Exercise goal: Please return the full listing below without altering anything.

Items start

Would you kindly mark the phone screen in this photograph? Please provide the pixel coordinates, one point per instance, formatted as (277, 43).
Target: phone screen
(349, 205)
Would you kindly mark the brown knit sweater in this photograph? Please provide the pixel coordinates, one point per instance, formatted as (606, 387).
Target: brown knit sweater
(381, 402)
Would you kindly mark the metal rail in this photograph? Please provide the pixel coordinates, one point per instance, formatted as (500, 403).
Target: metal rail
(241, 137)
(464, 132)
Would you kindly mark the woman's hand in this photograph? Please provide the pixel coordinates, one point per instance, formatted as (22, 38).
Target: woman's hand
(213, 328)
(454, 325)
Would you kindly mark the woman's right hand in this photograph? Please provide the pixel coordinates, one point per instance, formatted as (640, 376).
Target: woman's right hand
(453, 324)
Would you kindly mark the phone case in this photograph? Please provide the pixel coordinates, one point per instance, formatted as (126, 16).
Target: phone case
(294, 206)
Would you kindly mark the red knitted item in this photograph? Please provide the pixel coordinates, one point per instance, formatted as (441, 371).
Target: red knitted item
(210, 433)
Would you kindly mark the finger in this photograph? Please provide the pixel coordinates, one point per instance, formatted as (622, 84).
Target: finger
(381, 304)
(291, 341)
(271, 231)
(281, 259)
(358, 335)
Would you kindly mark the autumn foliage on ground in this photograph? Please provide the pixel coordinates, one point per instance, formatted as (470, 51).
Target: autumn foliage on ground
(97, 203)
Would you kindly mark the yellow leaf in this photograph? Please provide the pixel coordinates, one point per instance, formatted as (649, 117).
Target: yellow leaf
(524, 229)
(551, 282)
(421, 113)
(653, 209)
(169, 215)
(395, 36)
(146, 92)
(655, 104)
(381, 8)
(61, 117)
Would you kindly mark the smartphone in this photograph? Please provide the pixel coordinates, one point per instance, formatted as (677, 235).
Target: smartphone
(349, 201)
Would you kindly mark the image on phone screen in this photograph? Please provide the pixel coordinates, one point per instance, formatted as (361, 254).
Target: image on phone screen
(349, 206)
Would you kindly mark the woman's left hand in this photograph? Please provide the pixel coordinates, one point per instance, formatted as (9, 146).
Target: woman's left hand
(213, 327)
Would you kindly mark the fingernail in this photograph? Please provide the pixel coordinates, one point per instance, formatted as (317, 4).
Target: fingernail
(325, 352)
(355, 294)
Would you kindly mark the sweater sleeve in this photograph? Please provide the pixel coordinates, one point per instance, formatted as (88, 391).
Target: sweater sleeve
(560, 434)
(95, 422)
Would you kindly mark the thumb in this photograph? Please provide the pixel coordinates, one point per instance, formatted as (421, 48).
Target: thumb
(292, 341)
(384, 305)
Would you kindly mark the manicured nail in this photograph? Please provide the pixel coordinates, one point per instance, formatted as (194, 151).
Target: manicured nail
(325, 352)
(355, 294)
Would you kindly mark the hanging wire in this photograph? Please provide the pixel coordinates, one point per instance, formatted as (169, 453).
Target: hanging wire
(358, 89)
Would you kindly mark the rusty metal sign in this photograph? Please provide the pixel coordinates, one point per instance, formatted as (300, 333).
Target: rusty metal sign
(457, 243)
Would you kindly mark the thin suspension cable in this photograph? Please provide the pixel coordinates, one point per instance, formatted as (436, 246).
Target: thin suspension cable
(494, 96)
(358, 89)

Items end

Written reply:
Would you kindly mark the phone screen in this photograph? Please provide the pixel coordinates, one point per instance, formatted as (277, 43).
Target: phone screen
(349, 205)
Would you kindly mark the brown knit sweater in this photograph? Please provide the pixel coordinates, one point per instance, formatted as (606, 387).
Target: brown knit sweater
(381, 402)
Would you kindly mark the metal rail in this photograph? Please provide the pixel coordinates, one point per instance, formatted as (500, 403).
Target: metal rail
(241, 137)
(464, 132)
Would you kindly mark the woman's hand in this photograph? Please provide the pixel coordinates, one point per instance, formatted as (22, 38).
Target: woman's hand
(213, 328)
(454, 325)
Would you kindly mark the woman's right hand in this photograph? Please provide the pixel coordinates, one point per instance, formatted as (640, 376).
Target: woman's right hand
(453, 324)
Would you kindly mark the phone case in this photograph? Please provide the pixel coordinates, one point per instance, formatted as (126, 16).
Target: phone case
(294, 206)
Would you kindly mark the red knitted item in this photograph? Please provide the pixel coordinates, one point per instance, formatted as (441, 371).
Target: red knitted item
(210, 433)
Would you kindly mark the finger in this photograph? Please provide the pixel coordinates, one point per instance, formatted as (622, 84).
Target: finger
(381, 304)
(291, 341)
(271, 231)
(281, 259)
(358, 335)
Would you kindly mark the autumn foliage on ground in this photograph? Please provide the pixel coordinates, one point per instance, formatted as (470, 51).
Target: autumn foliage on ground
(97, 203)
Would you kindly mark the yellow leaf in this photograph? Please provide the pixel coordinates, one point per instance, formatted as (649, 117).
Target: yellow leaf
(524, 229)
(551, 282)
(421, 113)
(653, 209)
(169, 215)
(395, 36)
(146, 92)
(655, 104)
(381, 8)
(61, 117)
Would you kindly mark the smartphone in this photograph? Please provide the pixel coordinates, one point per instance, formatted as (677, 235).
Target: smartphone
(349, 201)
Would you kindly mark the image on phone screen in this photograph? Please provide the pixel coordinates, one point per instance, formatted as (361, 254).
Target: image on phone screen
(349, 206)
Would you kindly mark the woman's left hand in this photograph? Please provide the pixel coordinates, one point per instance, formatted as (9, 146).
Target: woman's left hand
(213, 327)
Would you kindly mark the fingernail in this photograph? Please provide the pixel coordinates, one point per instance, formatted as (317, 4).
Target: fingernail
(325, 352)
(355, 294)
Would you kindly mark the sweater sleeve in this photograph? Please provide the pixel coordinates, one point per instance, formatted as (88, 391).
Target: sweater sleeve
(560, 434)
(95, 422)
Would you kindly mark the thumb in this photograph? Please provide the pixel coordinates, one point per instance, formatted as (421, 48).
Target: thumb
(292, 341)
(384, 305)
Would you kindly mark the manicured nail in this photograph? Please provide the pixel coordinates, one point per instance, formatted as (194, 151).
Target: manicured nail
(325, 352)
(355, 294)
Would you kindly mark the hanging wire in this photograph? Please provide the pixel coordinates, one point per instance, formatted as (169, 453).
Target: hanging wire
(358, 89)
Would you kindly mark the rusty metal sign in this photograph? Please provide the pixel coordinates, one point per instance, formatted as (300, 333).
Target: rusty metal sign
(457, 243)
Would you kindly mark the thin suspension cable in this photograph? Please provide the pixel coordinates, one point per instance, formatted as (436, 246).
Target: thin suspension cable
(494, 96)
(358, 89)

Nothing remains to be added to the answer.